--- start of The records ---

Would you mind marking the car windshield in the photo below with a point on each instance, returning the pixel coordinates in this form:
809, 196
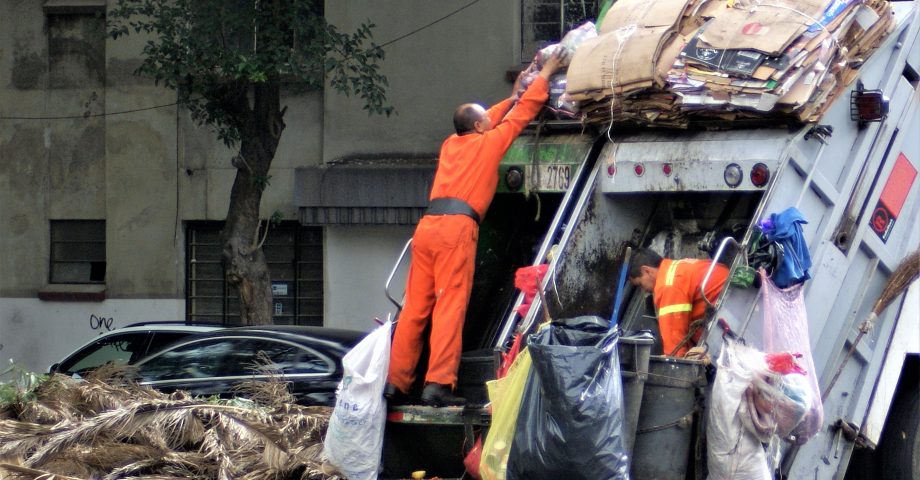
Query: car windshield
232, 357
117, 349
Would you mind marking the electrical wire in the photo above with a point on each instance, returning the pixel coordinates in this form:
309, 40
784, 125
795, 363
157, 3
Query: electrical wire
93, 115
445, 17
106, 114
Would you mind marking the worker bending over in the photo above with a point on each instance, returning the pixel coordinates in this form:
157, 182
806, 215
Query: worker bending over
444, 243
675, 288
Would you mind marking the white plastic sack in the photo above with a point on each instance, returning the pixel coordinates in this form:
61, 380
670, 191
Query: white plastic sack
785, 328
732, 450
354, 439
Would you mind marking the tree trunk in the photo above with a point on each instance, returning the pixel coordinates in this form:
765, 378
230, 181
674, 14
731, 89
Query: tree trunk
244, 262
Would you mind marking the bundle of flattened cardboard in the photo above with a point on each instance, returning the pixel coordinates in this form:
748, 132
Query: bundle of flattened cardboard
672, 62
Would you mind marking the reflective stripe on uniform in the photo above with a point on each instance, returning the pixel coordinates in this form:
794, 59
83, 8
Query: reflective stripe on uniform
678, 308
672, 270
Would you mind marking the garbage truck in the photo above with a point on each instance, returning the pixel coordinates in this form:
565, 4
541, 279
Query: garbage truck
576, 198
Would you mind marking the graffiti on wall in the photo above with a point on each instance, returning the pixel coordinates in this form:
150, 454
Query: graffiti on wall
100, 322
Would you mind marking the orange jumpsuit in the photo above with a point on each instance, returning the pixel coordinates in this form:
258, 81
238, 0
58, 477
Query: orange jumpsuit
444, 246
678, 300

--- end of The records ---
--- start of The records ---

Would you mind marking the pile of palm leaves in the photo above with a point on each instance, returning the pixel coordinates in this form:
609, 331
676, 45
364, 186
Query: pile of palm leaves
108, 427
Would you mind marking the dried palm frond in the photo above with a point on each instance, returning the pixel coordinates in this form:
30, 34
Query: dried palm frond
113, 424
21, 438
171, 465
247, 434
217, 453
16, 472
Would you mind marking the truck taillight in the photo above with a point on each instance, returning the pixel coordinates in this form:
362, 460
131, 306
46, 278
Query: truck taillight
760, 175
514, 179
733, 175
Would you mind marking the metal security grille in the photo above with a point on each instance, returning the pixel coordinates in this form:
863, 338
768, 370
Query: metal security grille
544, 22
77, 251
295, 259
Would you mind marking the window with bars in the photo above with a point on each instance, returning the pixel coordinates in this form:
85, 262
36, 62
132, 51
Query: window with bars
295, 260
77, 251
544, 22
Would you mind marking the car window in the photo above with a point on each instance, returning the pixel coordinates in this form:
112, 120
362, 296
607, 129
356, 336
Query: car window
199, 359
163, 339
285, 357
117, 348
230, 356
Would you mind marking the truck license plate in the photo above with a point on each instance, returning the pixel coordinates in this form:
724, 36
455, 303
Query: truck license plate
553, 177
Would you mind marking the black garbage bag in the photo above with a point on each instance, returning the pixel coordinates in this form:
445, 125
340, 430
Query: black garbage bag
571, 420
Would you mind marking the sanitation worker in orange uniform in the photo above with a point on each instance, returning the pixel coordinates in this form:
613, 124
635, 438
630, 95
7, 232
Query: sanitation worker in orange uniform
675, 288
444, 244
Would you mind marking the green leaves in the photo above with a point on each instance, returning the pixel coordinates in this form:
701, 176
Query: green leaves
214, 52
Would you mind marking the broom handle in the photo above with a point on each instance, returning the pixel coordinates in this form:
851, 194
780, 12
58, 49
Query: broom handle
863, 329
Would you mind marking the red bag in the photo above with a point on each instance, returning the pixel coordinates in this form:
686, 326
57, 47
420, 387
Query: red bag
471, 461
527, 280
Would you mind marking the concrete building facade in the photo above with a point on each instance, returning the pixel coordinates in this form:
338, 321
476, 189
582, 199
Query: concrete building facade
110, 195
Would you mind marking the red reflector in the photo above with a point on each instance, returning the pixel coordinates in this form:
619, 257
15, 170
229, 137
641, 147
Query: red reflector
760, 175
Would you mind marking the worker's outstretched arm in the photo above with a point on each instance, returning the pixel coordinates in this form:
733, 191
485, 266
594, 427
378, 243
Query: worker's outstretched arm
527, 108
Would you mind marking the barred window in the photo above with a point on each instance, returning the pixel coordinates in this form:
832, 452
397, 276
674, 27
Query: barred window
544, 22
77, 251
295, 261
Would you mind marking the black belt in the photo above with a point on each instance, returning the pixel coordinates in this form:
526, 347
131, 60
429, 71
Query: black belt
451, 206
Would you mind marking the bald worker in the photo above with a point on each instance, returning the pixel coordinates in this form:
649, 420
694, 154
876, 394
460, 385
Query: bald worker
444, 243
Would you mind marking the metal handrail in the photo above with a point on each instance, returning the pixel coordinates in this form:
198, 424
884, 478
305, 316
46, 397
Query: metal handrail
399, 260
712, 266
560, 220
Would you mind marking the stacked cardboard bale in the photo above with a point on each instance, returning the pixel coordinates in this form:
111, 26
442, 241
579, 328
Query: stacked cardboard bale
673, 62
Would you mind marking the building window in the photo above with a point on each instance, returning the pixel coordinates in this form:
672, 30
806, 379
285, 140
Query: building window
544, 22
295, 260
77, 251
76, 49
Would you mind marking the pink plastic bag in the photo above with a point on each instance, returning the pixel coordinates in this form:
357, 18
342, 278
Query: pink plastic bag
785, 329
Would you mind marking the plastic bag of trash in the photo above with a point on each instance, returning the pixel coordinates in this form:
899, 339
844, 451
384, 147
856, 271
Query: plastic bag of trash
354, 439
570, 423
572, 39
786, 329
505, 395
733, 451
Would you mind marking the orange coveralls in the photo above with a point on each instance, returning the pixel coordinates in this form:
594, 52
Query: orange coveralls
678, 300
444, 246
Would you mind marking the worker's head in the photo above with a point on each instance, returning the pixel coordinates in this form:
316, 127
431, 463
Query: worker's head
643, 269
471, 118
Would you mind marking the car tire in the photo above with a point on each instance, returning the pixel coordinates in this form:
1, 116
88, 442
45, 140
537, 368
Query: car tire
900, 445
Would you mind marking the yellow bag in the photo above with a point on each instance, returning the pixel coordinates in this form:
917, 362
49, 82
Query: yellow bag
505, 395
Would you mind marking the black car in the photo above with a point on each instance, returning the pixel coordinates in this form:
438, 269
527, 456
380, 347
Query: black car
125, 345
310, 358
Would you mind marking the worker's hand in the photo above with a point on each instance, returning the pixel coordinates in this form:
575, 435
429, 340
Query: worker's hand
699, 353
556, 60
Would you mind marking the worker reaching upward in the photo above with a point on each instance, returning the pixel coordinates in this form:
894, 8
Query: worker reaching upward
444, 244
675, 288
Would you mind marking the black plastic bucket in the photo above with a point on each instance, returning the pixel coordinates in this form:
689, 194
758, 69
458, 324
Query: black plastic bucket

--- end of The records ---

◆ Exercise ◆
Gather every line in the rows above that contains the word "broom", and copy each one. Case counts, so a match must use the same uppercase and lowercase letters.

◆ Solution for this exercise ◆
Would you mind marking the broom handle in the photo above with a point on each instance, returning the pixel coordinates in this form:
Query: broom handle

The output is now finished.